# What the task requires
Once the pictures have been removed, repeat the remainder of the records exactly.

# Records provided
# # #

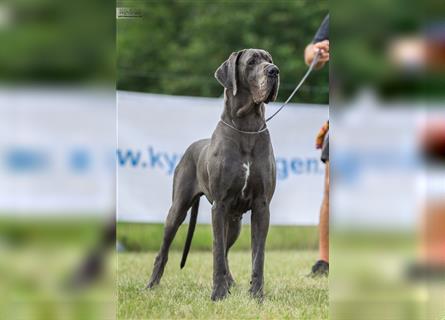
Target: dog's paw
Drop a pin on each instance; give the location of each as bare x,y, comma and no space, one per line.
152,283
230,281
256,291
219,292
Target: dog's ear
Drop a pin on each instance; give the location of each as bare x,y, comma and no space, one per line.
226,73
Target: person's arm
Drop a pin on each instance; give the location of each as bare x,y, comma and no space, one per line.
311,50
320,42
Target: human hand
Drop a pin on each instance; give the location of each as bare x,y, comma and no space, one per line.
312,49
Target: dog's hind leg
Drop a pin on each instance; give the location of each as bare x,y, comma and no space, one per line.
233,232
184,193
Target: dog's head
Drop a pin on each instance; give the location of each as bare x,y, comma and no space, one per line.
252,71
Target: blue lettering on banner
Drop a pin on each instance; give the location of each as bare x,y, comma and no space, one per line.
167,161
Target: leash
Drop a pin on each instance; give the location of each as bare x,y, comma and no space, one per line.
264,128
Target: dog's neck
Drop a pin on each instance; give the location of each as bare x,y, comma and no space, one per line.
242,112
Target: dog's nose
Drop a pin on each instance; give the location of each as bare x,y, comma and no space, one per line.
273,71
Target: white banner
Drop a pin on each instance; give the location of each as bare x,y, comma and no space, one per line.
57,150
155,130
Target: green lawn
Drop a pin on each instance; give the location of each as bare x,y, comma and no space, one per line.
185,294
148,237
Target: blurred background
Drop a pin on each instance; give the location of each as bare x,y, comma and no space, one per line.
387,146
57,173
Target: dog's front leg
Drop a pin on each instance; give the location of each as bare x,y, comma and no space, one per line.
220,285
260,226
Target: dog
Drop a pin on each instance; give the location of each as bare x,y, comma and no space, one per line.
234,170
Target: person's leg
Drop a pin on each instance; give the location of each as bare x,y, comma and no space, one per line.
324,220
321,267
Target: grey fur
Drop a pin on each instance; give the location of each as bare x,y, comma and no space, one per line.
234,171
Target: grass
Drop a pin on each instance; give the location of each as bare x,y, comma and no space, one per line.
147,237
185,294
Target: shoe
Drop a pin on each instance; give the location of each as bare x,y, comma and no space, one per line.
319,269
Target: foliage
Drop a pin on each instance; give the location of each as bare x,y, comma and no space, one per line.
176,46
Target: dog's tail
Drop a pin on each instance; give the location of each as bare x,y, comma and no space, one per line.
192,224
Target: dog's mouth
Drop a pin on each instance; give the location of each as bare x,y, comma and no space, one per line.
272,92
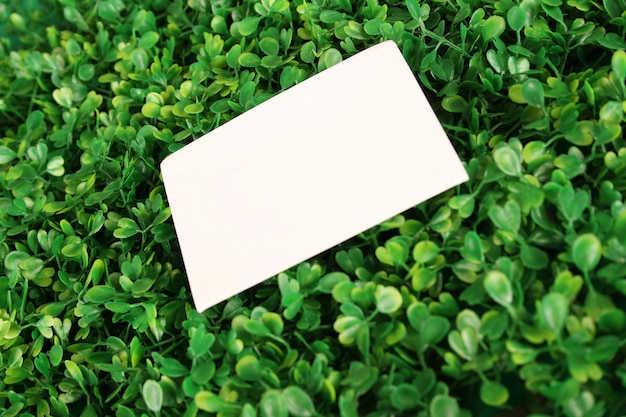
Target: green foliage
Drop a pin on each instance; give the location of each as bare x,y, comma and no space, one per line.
504,295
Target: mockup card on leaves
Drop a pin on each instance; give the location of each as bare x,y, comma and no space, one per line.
307,169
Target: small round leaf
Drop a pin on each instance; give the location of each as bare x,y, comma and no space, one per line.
586,251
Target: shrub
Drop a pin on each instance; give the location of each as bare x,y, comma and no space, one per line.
505,295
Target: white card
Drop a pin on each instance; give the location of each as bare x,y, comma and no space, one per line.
307,169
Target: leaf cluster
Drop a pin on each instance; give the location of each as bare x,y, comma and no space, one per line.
504,295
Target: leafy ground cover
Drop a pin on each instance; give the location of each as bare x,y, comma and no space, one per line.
502,297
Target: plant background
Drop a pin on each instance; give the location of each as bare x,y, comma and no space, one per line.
502,297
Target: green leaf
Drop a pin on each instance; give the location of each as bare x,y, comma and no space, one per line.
618,64
249,59
63,96
6,155
248,26
207,401
414,9
586,251
472,249
100,294
532,91
55,166
553,310
444,406
493,27
498,286
139,58
454,104
405,397
533,257
298,402
273,404
493,393
508,217
153,395
516,18
508,160
148,40
464,343
248,368
194,108
388,300
329,58
74,371
433,329
612,41
425,251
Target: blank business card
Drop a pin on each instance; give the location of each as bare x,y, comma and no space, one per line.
307,169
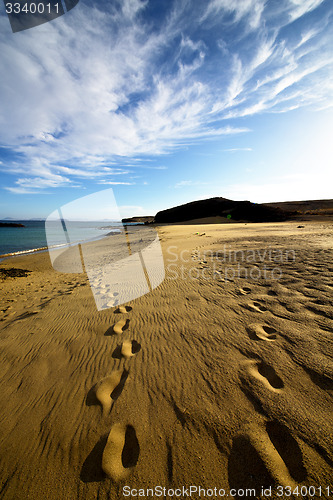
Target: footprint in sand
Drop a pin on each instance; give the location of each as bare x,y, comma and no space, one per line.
288,449
266,374
121,452
121,326
262,332
129,348
256,306
109,389
123,309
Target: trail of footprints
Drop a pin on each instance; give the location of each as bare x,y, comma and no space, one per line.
274,452
121,451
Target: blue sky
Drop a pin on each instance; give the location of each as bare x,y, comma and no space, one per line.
167,102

# # #

# Written reply
Target: dog's paw
Drop a pin on each instance; give the location of each as bare x,y, comma and no space, one per line.
152,283
230,281
256,291
219,292
Target: dog's ear
Drop a pin on each instance; give the location of each as bare x,y, comma and no space, one per line.
226,73
Target: person's arm
Drop a pin on each instance; give the location of each as bare x,y, comma and no space, one per line.
311,50
320,42
Target: human hand
Drop a pin on each instance; give the location of each as bare x,y, comma and no space, one per line.
312,49
Target: dog's hind leg
Drop a pin on each instance; give the location of each as bare x,y, comma and no space, one per line.
233,232
184,193
Target: dog's head
Drop a pin on each instance; give the location of each as bare x,y, comma and no space, one per line.
252,71
Target: blue lettering on banner
Drop a pin on each instance; give the location of each as bare x,y, comma and no space, one per line.
167,161
Target: leash
Drop a pin on each instance; give the location of each as bare x,y, comma and no space, one per line.
264,128
Target: dog's neck
Drop a pin on each instance; give the location of each as bare x,y, comma and no space, one per line.
242,112
Target: dog's nose
Drop a pin on each instance; give the location of each as bare x,y, comma and no space, one per line.
273,71
Target: white banner
Drop a pin on each instance; give the location of each as bare x,y, comma and no space, one per line.
57,150
155,130
Target: green lawn
Drop a pin on each instance; give the location of each as bare x,y, comma and no space, one per line.
185,294
148,237
Target: blurred background
Drop a pin on each instance; give the location of each as bare x,y, comma and no space, one per line.
387,146
57,173
Target: dog's front leg
Drop a pin on each instance; give the location of each as bare x,y, comma and no space, one per line.
220,285
260,226
Target: dog
Drop a pin on each instance; give the location of each as bare x,y, comma and no space, one per line.
234,170
Target: person's leg
Drop a pin on each instance; give the location of each as bare x,y, comma and no space, one per line.
324,220
321,267
Target: grey fur
Drop a pin on each instance; give the location of each as bare x,y, comma and no space, one per line.
234,171
Target: grass
Drop a pin on each instance; give the location of each as bare x,y, comma and no space, one per line.
147,237
185,294
Target: shoe
Drop a pin on each instance; give the location of each as bare x,y, comma and no space, one per line.
319,269
Target: foliage
Drop a pin on each instance; give the location of each as bare x,y, comma and no space, one per line.
176,46
Target: dog's tail
Drop a pin on each instance; give the location of each as bare x,y, comma and no space, one per line.
192,224
Target: dog's mouth
Drop a pin on each instance; give the location of each as bare x,y, comma and no space, one per line.
272,92
Target: green foliage
Drop a pin on each instance; give the location of each as bare x,y, comma and no space, one per line.
504,295
Target: mockup card on leaves
Drop a pin on each instance; give the location of each as bare x,y, comma and no space, one per line.
307,169
Target: small round leaf
Drop a pin on each instance; give the location of each as bare x,y, comma and no space, one per line.
586,251
Target: shrub
Drop a pin on each instance; give the location of each as bare x,y, comma and no space, one per line.
505,295
Target: white card
Drop a pin on each instance; give the location of each as bare x,y, comma and no space, one per line.
307,169
Target: leaf cluster
Drop a pin on each instance; give the location of each as bare x,y, comma and no space, one per line.
504,295
Target: leafy ground cover
Drop a pin on each instance; give the location of each as bare x,y, comma and no space, one per line.
502,297
Target: plant background
Drop a pin on each instance; give the location of each as bare x,y, comma and no space, one per line.
502,297
Target: green leaf
Drop a pin on each instance; give the location of each as bare x,y, comma and no space, one per line.
618,64
249,59
63,96
6,155
248,26
207,401
414,9
586,251
472,249
100,294
532,91
55,166
553,310
444,406
493,27
498,286
139,58
454,104
405,397
533,257
298,402
273,404
493,393
508,217
153,395
516,18
508,160
148,40
464,343
248,368
194,108
388,300
329,58
74,371
433,329
612,41
425,251
Target: blank business card
Drop a pin on each instance; give the location of each as bare x,y, comma and no space, one per line.
307,169
Target: footprint in sand
Drop a pin on each instance; give the location of each as bare x,y, comma and no space, one per line.
288,449
266,374
121,452
121,326
262,332
129,348
256,306
109,389
123,309
Target: trail of footprints
Drop a pin on each instance; give the location of each as bare x,y, comma and no space, one per line.
274,452
121,451
Target: blue sky
Drop a pin on each instance; give the location of each as bare x,y, comma and no space, one per line.
167,102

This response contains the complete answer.